◆ **Provided passage**:
┌────────

This morning I woke with an image in mind of a series of archways, one above the other, each growing just a little larger than the one before. There was not much color; the space between each arch was a fairly nondescript cream color. Wondering where it came from, I jotted down the image in my journal, and then stood up with the intention of going upstairs to retrieve my reading glasses. Walking past one of our bookcases, I spotted a newspaper clipping that I found yesterday while going through some old newsletters. It was a clipping of an article entitled "Memory, migration and the startling art of Martin Ramirez" written by Caille Millner who at the time was writing for the San Francisco Chronicle. Unfortunately, the page is not dated, but I read online that she wrote for the Chronicle from 2012 to 2020. I think I initially discovered the article in 2019 or 2020. I rediscovered it this morning with a celebratory "Aha!" and examined the article more closely than I did yesterday. The article also included a photograph of some of the art with the description: "An untitled work by Martin Ramirez from a 1970 show at the San Francisco Art Institute".
Millner began her article with, "Born into an impoverished farming family in a rural province of Mexico, Ramirez joined that country's first wave of economic driven migration to the United States in 1925. He worked his way to California, only to find his prospects dimmed by the Great Depression. When the San Joaquin County police picked him up on the street in 1931, it set in motion the then simple process of having him committed to a mental institution for the rest of his life. That was the last episode of his public life in any country."

└────────

Records from a data collection
┌────────

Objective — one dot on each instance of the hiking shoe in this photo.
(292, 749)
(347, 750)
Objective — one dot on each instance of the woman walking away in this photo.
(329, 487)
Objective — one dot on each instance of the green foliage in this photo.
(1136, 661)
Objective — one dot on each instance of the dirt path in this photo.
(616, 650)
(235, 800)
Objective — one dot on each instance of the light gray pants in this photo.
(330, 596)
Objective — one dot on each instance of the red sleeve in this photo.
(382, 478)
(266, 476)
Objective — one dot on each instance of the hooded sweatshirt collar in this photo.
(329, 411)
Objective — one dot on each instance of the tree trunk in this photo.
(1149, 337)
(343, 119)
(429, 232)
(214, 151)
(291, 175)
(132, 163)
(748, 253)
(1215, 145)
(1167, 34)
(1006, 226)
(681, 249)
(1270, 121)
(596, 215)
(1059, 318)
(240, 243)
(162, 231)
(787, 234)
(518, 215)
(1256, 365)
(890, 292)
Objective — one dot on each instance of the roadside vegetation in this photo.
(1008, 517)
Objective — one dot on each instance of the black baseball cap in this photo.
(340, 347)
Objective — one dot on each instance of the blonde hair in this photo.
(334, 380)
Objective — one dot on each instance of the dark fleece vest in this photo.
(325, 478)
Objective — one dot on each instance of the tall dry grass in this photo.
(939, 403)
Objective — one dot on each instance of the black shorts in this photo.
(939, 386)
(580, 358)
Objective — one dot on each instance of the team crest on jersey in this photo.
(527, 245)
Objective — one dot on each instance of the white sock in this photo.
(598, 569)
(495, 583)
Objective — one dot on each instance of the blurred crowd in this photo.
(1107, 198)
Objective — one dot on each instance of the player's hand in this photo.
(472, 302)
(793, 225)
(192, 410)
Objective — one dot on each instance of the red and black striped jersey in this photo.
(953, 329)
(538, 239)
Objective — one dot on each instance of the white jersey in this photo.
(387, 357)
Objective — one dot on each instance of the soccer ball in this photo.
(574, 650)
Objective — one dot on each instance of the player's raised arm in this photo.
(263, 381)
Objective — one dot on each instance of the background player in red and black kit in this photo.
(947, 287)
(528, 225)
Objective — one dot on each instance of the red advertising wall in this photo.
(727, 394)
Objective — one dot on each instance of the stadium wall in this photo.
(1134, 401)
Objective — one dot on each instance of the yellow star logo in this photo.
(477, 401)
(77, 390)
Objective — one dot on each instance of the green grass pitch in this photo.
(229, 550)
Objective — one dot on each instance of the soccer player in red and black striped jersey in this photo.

└────────

◆ **Tasks**:
1. In the essay about the art of Martin Ramirez, in what year did the San Joaquin County police pick him up on the street?
2. List every distinct year mentioned in the essay about the art of Martin Ramirez.
3. Pick up the essay about the art of Martin Ramirez from where it stops.

◆ **Responses per task**:
1. 1931

2. 1925, 1931, 1970, 2012, 2019, 2020

3.
Yet, Ramirez, who eventually received a diagnosis of schizophrenia, drew and painted on any piece of paper he could get, including paper bags and gum wrappers, and did so for the rest of his life. It is a complicated story, but his story and his art have endured. Millner cites the research of Victor Espinosa who even met with Ramirez's family in Mexico to try to more fully understand Ramrez's life and art so that his story did not completely disappear.
I am sure that when I first came across this article, I was more intrigued by the art rather than trying to take in the story. However, I believe many of us are now understanding more fully that our nation has long found immigrants, the ill, the impoverished, and generally those of another culture as more of a nuisance rather than people with a history worth listening to and exploring.